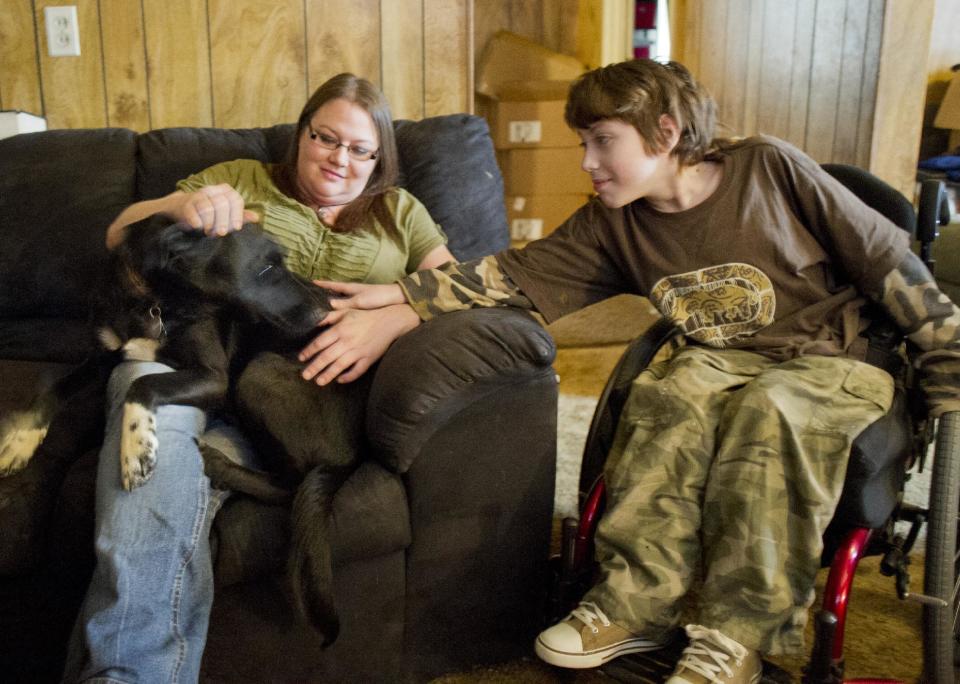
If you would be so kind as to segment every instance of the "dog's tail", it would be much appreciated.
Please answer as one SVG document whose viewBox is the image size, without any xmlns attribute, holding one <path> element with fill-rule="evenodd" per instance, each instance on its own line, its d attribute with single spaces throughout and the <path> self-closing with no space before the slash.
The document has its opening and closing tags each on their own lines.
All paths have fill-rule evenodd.
<svg viewBox="0 0 960 684">
<path fill-rule="evenodd" d="M 303 478 L 293 500 L 287 574 L 296 609 L 323 634 L 324 647 L 340 632 L 333 604 L 330 521 L 333 497 L 344 478 L 341 472 L 314 468 Z"/>
</svg>

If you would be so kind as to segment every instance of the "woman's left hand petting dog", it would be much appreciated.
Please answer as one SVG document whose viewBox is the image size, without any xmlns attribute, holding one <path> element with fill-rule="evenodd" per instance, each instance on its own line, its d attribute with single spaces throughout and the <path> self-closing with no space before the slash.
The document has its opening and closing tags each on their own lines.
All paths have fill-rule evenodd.
<svg viewBox="0 0 960 684">
<path fill-rule="evenodd" d="M 85 366 L 157 360 L 174 371 L 139 378 L 124 404 L 121 484 L 143 485 L 157 467 L 157 409 L 221 405 L 241 353 L 240 326 L 265 326 L 296 349 L 330 311 L 330 293 L 287 270 L 282 249 L 255 224 L 208 237 L 153 217 L 129 227 L 111 260 L 95 311 L 101 351 L 0 423 L 0 477 L 26 467 L 66 392 L 89 375 Z"/>
</svg>

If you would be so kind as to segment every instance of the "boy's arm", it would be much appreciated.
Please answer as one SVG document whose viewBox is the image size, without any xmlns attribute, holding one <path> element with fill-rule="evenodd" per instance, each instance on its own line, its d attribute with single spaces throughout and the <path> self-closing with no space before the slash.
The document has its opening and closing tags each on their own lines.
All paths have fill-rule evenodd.
<svg viewBox="0 0 960 684">
<path fill-rule="evenodd" d="M 930 410 L 936 416 L 960 410 L 960 309 L 913 252 L 880 287 L 877 301 L 923 351 L 917 366 Z"/>
<path fill-rule="evenodd" d="M 493 256 L 411 273 L 397 284 L 407 303 L 425 321 L 441 313 L 475 307 L 534 309 Z"/>
</svg>

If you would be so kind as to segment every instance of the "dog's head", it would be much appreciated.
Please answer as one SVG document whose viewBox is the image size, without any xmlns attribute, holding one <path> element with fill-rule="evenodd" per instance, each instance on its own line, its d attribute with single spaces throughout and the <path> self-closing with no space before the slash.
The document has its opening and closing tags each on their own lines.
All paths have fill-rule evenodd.
<svg viewBox="0 0 960 684">
<path fill-rule="evenodd" d="M 256 224 L 223 237 L 156 223 L 148 230 L 125 244 L 141 243 L 139 270 L 156 290 L 228 305 L 291 337 L 309 334 L 330 312 L 330 293 L 289 271 L 283 249 Z"/>
</svg>

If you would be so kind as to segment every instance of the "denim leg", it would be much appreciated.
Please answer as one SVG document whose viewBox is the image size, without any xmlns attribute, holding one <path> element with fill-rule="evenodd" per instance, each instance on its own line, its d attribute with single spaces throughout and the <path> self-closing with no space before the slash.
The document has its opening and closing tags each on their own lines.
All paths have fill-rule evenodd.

Task - Gather each line of the listing that holds the string "segment".

Output of the exercise -
If you would be so kind as to segment every instance of the "dog's tail", it would be much appreciated.
If you would be so kind as to segment every instance of the "woman's left hand petting dog", it would be much appreciated.
If you would be so kind as to segment every instance of the "boy's arm", it would be much appreciated.
If you would be so kind as to segment every instance of the "dog's head", it would be much appreciated.
If you would be so kind as to segment every instance of the "denim leg", it would be much appreciated.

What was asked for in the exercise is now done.